* [Challenge 1]:
Please reproduce word for word the passage of the longest valid parentheses write-up starting with "The condition for" and going on through "each valid substring.".
* [Challenge 2]:
Carry on the longest valid parentheses write-up from its final sentence.

* [Source extract]:
---*---
Question:
Given a string containing just the characters '(' and ')', find the length of the longest valid (well-formed) parentheses substring.
Example 1:
Input: s = "(()" Output: 2 Explanation: The longest valid parentheses substring is "()".
Example 2:
Input: s = ")()())" Output: 4 Explanation: The longest valid parentheses substring is "()()".
Example 3:
Input: s = "" Output: 0
Constraints:
- 0 <= s.length <= 3 * 104
- s[i] is '(', or ')'.
You can find the question here.
Solution:
Stack Approach
First thing whenever I see questions that have something to balance, validate, or format, I think in terms of the stack. The first thought is to check can we solve this with the stack.
Coming to the problem, How do we say a parenthesis is valid? Whenever we see 1 closing and corresponding opening parenthesis.
How do we say a parenthesis is invalid? Whenever we see a closing parenthesis without an opening parenthesis. We cannot say the same for the opening parenthesis because we can say that in the future a closing parenthesis might come.
Also, we need to find the longest valid string length, so we need to maintain the size some place.
Now with this information, we can derive an algorithm to solve this.
Let's say we iterate the string and
- Whenever we encounter '(' we add it's index to the stack.
- Whenever we encounter ')' now we need to check if there is any valid combination to add to out result or not.
- To calculate max length we need to check the index with the index of the '(' which will be present in the stack top.
- There are a few scenarios that are missed above.
- What happens when there is String "()" -> result would be 1 instead of 2
- What if we have more ')', That means we have an invalid string starting. So now we need to restart our calculation. We will do that by adding the index of the invalid string start
- Edge case: only ')'
I have added inline comments in the code for a better understanding of the algorithm.
import java.util.Stack;
public class LongestValidParenthesis {
public static int longestValidParentheses(String s) {
int res = 0; // Initial length
Stack<Integer> st = new Stack<>(); // Initialize the stack
st.push(-1); // Added to handle edge case
for (int i = 0; i < s.length(); i++) {
if (s.charAt(i) == '(') {
st.push(i);
} else {
if (st.size() > 1 && s.charAt(st.peek()) == '(') {
st.pop();
res = Math.max(res,i - st.peek()); // calc the length of valid string
} else {
st.push(i); // To handle invalid scenarios
}
}
}
return res;
}
public static void main(String[] args) {
System.out.println(longestValidParentheses(")()())))"));
}
}
Above is 1 approach to solve this question. Once I understood this, I wanted to check what all other solutions could be possible for this question.
I found there are 2 more ways to solve this.
- Dynamic Programing
- Without extra space
Dynamic Programming Approach
Dp problems consist of 2 parts, 1st subproblem, and 2nd memoization.
The condition for valid and invalid remains the same for every approach. So now the subproblem will be something when we have ) do we have corresponding ( and we will maintain the length of each valid substring.
The below code demonstrates the same algo, I have added inline comments for better understanding.
---*---
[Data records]
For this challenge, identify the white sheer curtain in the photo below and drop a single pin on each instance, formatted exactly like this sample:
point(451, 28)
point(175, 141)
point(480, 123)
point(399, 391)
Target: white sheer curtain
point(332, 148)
---*---
* [Task result 1]:
The condition for valid and invalid remains the same for every approach. So now the subproblem will be something when we have ) do we have corresponding ( and we will maintain the length of each valid substring.

* [Task result 2]:
public class LongestValidParenthesis {
public static int longestValidParenthesesDP(String str) {
int res = 0;
int dp[] = new int[str.length()];
for (int i = 1; i < str.length(); i++) {
if (str.charAt(i) == ')') { // Whenever we encounter ')'
if (str.charAt(i - 1) == '(') { // We need to check if the character before is '(' or not
dp[i] = (i >= 2 ? dp[i - 2] : 0) + 2; // if true we just add 2 to the previously calculated length of valid substring
} else if (i - dp[i - 1] > 0 && str.charAt(i - dp[i - 1] - 1) == '(') {
// i - dp[i-1] -1 means we are pointing to the index just before we had a valid string,
// because the dp[i-1] has the valid substring length
// once we at that index we need to check that the index is having '('
// this means we have addition to our valid substring
dp[i] = dp[i - 1] + ((i - dp[i - 1]) >= 2 ? dp[i - dp[i - 1] - 2] : 0) + 2;
}
res = Math.max(res, dp[i]);
}
}
return res;
}
public static void main(String[] args) {
System.out.println(longestValidParenthesesDP(")()())))"));
}
}
Without Extra Space
This solution I did not think, I just read it from the solution and find it interesting so thought to add it.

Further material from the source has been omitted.